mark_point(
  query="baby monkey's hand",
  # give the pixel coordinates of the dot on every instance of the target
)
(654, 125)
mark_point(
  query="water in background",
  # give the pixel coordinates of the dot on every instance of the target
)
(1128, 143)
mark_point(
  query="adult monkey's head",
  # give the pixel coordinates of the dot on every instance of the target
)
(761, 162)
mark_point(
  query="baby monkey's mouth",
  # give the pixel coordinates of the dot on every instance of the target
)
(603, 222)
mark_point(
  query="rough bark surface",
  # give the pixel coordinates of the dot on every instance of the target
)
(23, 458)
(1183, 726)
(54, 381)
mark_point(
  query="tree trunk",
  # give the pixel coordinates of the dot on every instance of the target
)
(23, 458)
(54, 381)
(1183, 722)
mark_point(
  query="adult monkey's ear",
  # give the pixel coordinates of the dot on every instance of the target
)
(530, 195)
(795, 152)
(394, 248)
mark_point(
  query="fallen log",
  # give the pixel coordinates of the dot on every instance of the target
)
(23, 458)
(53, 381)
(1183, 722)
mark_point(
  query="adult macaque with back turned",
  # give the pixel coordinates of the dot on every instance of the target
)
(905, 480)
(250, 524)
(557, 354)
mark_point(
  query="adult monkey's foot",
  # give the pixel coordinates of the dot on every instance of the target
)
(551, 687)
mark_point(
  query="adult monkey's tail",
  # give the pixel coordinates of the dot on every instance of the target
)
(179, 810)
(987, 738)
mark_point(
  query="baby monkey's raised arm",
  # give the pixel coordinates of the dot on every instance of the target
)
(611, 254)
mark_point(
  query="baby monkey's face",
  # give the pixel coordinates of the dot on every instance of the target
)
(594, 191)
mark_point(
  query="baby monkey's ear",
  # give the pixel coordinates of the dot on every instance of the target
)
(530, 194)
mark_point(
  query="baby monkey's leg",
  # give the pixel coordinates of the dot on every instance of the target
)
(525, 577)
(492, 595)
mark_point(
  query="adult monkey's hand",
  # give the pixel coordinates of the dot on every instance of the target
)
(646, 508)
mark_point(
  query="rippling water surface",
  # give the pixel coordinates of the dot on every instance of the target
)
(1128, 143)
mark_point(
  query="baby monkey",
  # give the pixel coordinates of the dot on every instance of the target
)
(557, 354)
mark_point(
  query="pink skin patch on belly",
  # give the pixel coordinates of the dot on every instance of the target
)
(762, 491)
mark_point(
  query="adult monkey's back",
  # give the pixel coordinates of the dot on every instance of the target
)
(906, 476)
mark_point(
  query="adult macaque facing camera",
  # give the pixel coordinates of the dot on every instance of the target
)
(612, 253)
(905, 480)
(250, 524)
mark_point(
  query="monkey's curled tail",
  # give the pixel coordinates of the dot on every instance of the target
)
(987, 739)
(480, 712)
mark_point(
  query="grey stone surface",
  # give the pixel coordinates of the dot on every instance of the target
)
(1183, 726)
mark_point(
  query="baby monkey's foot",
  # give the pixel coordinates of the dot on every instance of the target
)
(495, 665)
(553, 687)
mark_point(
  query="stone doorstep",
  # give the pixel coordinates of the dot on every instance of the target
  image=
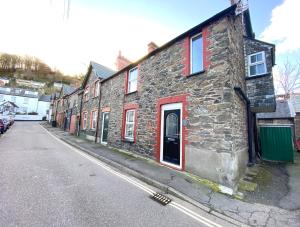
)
(164, 188)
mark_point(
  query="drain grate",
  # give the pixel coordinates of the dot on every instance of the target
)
(163, 200)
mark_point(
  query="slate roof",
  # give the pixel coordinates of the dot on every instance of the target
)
(18, 92)
(45, 98)
(284, 109)
(101, 70)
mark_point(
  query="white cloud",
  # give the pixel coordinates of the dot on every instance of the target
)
(37, 28)
(284, 28)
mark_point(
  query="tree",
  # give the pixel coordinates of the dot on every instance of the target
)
(289, 78)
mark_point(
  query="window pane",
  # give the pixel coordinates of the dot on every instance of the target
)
(133, 74)
(252, 70)
(259, 57)
(253, 58)
(132, 86)
(197, 54)
(260, 69)
(129, 130)
(172, 125)
(130, 116)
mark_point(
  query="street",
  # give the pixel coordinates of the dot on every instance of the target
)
(45, 182)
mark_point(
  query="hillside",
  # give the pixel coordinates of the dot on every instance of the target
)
(31, 68)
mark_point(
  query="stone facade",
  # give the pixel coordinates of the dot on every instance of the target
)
(297, 126)
(215, 133)
(89, 105)
(260, 89)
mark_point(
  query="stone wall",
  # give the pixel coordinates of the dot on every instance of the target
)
(260, 89)
(88, 106)
(297, 126)
(216, 139)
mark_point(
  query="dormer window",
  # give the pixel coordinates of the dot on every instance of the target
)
(132, 80)
(257, 64)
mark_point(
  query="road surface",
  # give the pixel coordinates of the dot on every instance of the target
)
(45, 182)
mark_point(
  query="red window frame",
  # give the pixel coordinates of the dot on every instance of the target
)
(130, 106)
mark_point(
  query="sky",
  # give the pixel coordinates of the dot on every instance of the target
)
(97, 29)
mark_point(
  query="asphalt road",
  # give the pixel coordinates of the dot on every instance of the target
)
(44, 182)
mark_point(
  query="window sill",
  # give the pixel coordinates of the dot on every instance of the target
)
(131, 92)
(257, 76)
(127, 140)
(197, 73)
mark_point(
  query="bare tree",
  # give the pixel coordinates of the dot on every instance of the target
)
(289, 78)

------------------------------------

▶ _Directions for this task_
All the records above need to be given again word for word. Skip the pictures.

▶ _Expected answer_
mark_point(
  query="baby monkey's hand",
  # give the pixel coordinates of the dot on every instance of the target
)
(654, 125)
mark_point(
  query="water in background",
  # give the pixel coordinates of the dot on every instance of the target
)
(1128, 143)
mark_point(
  query="adult monkey's head",
  # give the pixel coordinates of the dot on every instance of the target
)
(761, 162)
mark_point(
  query="baby monkey's mouth",
  # give the pixel coordinates of the dot on every instance of the target
)
(603, 222)
mark_point(
  query="rough bark surface",
  # give the pixel coordinates of the dot on every instance of the target
)
(23, 458)
(1183, 726)
(54, 381)
mark_point(
  query="tree trunk",
  # give the pixel coordinates of the dot on every instance of the target
)
(23, 458)
(54, 381)
(1183, 722)
mark_point(
  query="adult monkey's ear",
  # give the pixel coordinates of the dot on every instance of the target
)
(530, 195)
(795, 152)
(394, 248)
mark_point(
  query="fallen log",
  # give the pixel coordinates of the dot on every instance of the target
)
(23, 458)
(53, 381)
(1183, 722)
mark_point(
  query="adult macaque with back turned",
  # give the pixel coordinates of the dot on every instance of the target
)
(905, 480)
(250, 524)
(557, 354)
mark_point(
  query="adult monkey's foot",
  # give the pixel coordinates of the dot on every instance of the target
)
(551, 687)
mark_point(
  query="adult monkey's tail",
  # give the pixel coordinates of the dot on every instance of the target
)
(179, 810)
(987, 738)
mark_point(
  query="baby monkey's raised arm",
  # give the pixel coordinates of the dot on every instance of the target
)
(611, 254)
mark_point(
  query="baby monkey's face",
  # give the pixel coordinates of the dot on every instance of the target
)
(594, 191)
mark_point(
  query="baby monkey's ear",
  # give the pixel coordinates of the dot on every instance of the target
)
(530, 194)
mark_point(
  query="baby monkey's leg",
  # give the pixel coordinates of the dot on every instance of the target
)
(525, 577)
(492, 595)
mark_point(
  query="adult monkey's hand",
  # give the pixel coordinates of the dot on every instance of the target
)
(646, 508)
mark_point(
  query="rippling water surface",
  # give the pixel coordinates of the dot on every instance of the target
)
(1128, 143)
mark_point(
  query="baby monkey",
  # give the pixel coordinates of the dot on every instance of the target
)
(557, 354)
mark_point(
  query="pink skin patch on belly",
  # give the pixel coordinates of the dot on every instance of the target
)
(762, 491)
mark_point(
  query="adult monkey's back",
  # give the pixel coordinates of the dot on every instance of the target
)
(906, 476)
mark_point(
  query="adult macaque facing camera",
  # give the pixel coordinates of the dot on every instance of the target
)
(612, 253)
(905, 480)
(250, 524)
mark_point(
  query="monkey's curled tail",
  # give the pixel coordinates of the dot on every instance of the target
)
(987, 739)
(480, 712)
mark_point(
  query="grey stone surface",
  # give the pixel coordinates of the dot on every instance of the target
)
(1183, 726)
mark_point(
  query="baby monkey's foot",
  # give the pixel coordinates of the dot on every instance of the target
)
(495, 665)
(553, 687)
mark_point(
  query="stone doorstep",
  # give the pixel coordinates of the dot on every instance of the target
  image=
)
(164, 188)
mark_point(
  query="drain grate",
  # give the pixel coordinates of the dot on every instance of the target
)
(163, 200)
mark_point(
  query="slate roof",
  # give the pixel coordinates of the dot on every instance of the target
)
(18, 92)
(45, 98)
(284, 109)
(101, 70)
mark_point(
  query="white cloud",
  # give the pixel coordinates of the dot on every instance of the target
)
(37, 28)
(284, 28)
mark_point(
  query="tree",
  # give the pixel coordinates of the dot on every instance of the target
)
(289, 78)
mark_point(
  query="window pane",
  # give the pixel coordinates of the dot on every instance of the target
)
(133, 74)
(252, 70)
(259, 57)
(253, 58)
(132, 86)
(197, 54)
(260, 69)
(129, 130)
(172, 125)
(130, 116)
mark_point(
  query="street",
  # give the pixel coordinates of the dot on every instance of the target
)
(45, 182)
mark_point(
  query="hillside",
  # give the pixel coordinates of the dot on every instance of the target
)
(31, 68)
mark_point(
  query="stone facade",
  # give the pixel coordinates of the dot on every instance of the target
)
(297, 126)
(215, 133)
(89, 105)
(260, 89)
mark_point(
  query="stone wall",
  # give the pixel coordinates of the dot on every instance of the target
)
(260, 89)
(88, 106)
(297, 126)
(216, 139)
mark_point(
  query="dormer window",
  # give the pixel coordinates of the dot on every instance of the target
)
(132, 80)
(257, 64)
mark_point(
  query="road surface",
  # give the pixel coordinates of the dot on every instance of the target
)
(45, 182)
mark_point(
  query="red window frame",
  # give the pixel coordinates of the dot on every instance of the target
)
(130, 106)
mark_point(
  query="sky",
  # give the pixel coordinates of the dot on every instance of the target
)
(97, 29)
mark_point(
  query="asphalt road",
  # give the pixel coordinates of the dot on every instance of the target
)
(44, 182)
mark_point(
  query="window sill",
  # give the pixel coordinates of the dot on every instance of the target
)
(131, 92)
(257, 76)
(127, 140)
(197, 73)
mark_point(
  query="bare tree",
  # give the pixel coordinates of the dot on every instance of the target
)
(289, 78)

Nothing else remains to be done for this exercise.